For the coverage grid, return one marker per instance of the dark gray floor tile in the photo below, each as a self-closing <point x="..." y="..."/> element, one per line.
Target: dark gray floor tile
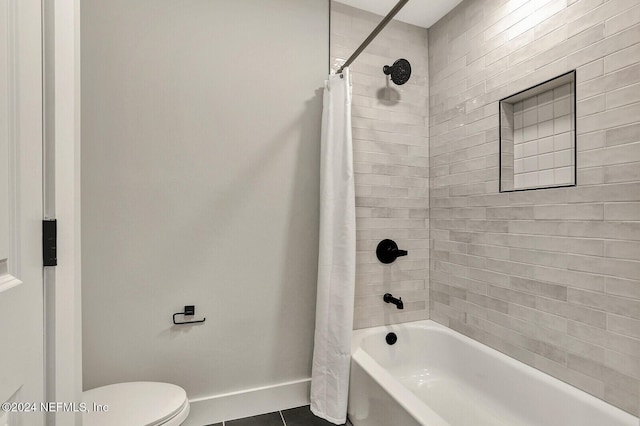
<point x="302" y="416"/>
<point x="271" y="419"/>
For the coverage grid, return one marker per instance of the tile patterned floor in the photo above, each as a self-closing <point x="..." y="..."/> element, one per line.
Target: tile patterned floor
<point x="300" y="416"/>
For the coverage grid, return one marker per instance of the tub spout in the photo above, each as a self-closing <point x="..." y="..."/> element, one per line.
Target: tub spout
<point x="388" y="298"/>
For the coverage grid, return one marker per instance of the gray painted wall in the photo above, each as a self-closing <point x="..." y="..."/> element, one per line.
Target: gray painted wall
<point x="200" y="179"/>
<point x="550" y="277"/>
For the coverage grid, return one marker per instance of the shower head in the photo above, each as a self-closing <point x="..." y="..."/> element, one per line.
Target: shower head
<point x="400" y="71"/>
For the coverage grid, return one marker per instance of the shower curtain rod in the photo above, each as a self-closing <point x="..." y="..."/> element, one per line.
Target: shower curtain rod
<point x="373" y="34"/>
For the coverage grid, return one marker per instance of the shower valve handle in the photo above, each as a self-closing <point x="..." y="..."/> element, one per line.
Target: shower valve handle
<point x="388" y="251"/>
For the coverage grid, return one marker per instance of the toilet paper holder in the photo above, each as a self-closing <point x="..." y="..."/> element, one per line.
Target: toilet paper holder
<point x="189" y="310"/>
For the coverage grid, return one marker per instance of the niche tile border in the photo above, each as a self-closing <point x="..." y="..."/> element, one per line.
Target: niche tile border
<point x="506" y="107"/>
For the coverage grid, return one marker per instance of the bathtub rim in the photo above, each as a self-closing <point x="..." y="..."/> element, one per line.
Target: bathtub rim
<point x="396" y="389"/>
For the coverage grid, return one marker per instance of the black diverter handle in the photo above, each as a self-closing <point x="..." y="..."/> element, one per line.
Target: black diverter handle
<point x="388" y="251"/>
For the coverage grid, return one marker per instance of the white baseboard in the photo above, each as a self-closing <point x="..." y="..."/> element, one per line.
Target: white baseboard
<point x="249" y="402"/>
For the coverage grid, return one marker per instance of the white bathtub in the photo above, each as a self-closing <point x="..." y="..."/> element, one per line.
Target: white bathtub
<point x="435" y="376"/>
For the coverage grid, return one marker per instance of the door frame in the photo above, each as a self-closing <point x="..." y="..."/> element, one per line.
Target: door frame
<point x="63" y="314"/>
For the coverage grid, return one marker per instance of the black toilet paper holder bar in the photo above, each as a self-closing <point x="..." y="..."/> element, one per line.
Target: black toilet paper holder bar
<point x="189" y="310"/>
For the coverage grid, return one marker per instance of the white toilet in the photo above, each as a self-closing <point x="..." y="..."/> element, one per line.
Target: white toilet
<point x="136" y="404"/>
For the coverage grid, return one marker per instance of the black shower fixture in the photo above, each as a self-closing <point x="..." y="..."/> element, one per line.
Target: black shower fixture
<point x="400" y="71"/>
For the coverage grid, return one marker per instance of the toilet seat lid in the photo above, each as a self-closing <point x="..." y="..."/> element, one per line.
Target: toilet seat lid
<point x="134" y="403"/>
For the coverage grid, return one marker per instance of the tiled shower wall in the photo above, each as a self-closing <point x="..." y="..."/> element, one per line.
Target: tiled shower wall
<point x="390" y="138"/>
<point x="550" y="277"/>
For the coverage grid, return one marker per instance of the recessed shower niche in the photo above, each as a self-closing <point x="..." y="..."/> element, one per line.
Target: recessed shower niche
<point x="538" y="136"/>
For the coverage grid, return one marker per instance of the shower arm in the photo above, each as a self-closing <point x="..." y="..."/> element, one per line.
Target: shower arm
<point x="374" y="34"/>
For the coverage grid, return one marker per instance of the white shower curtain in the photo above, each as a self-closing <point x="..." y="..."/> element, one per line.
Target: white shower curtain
<point x="337" y="256"/>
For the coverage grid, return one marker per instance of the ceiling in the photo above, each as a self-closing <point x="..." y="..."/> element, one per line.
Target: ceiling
<point x="423" y="13"/>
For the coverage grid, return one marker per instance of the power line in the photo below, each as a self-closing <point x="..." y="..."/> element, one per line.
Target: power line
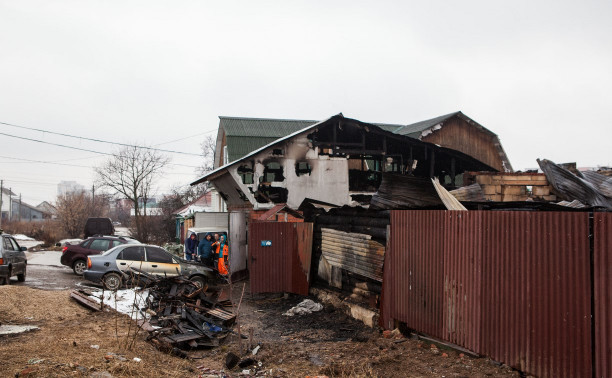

*Request*
Report every line above that contains the word "paper", copying each in full.

*Solution to this exercise*
For the coverage grid, return one marker per instance of the toilet paper holder in the photo above, each as a self-closing <point x="..." y="..."/> element, one per line.
Target: toilet paper holder
For the coverage grid, return one marker per instance of the black toilet paper holder bar in the photo above, each as a self-closing <point x="..." y="..."/> element, one per line.
Target: black toilet paper holder bar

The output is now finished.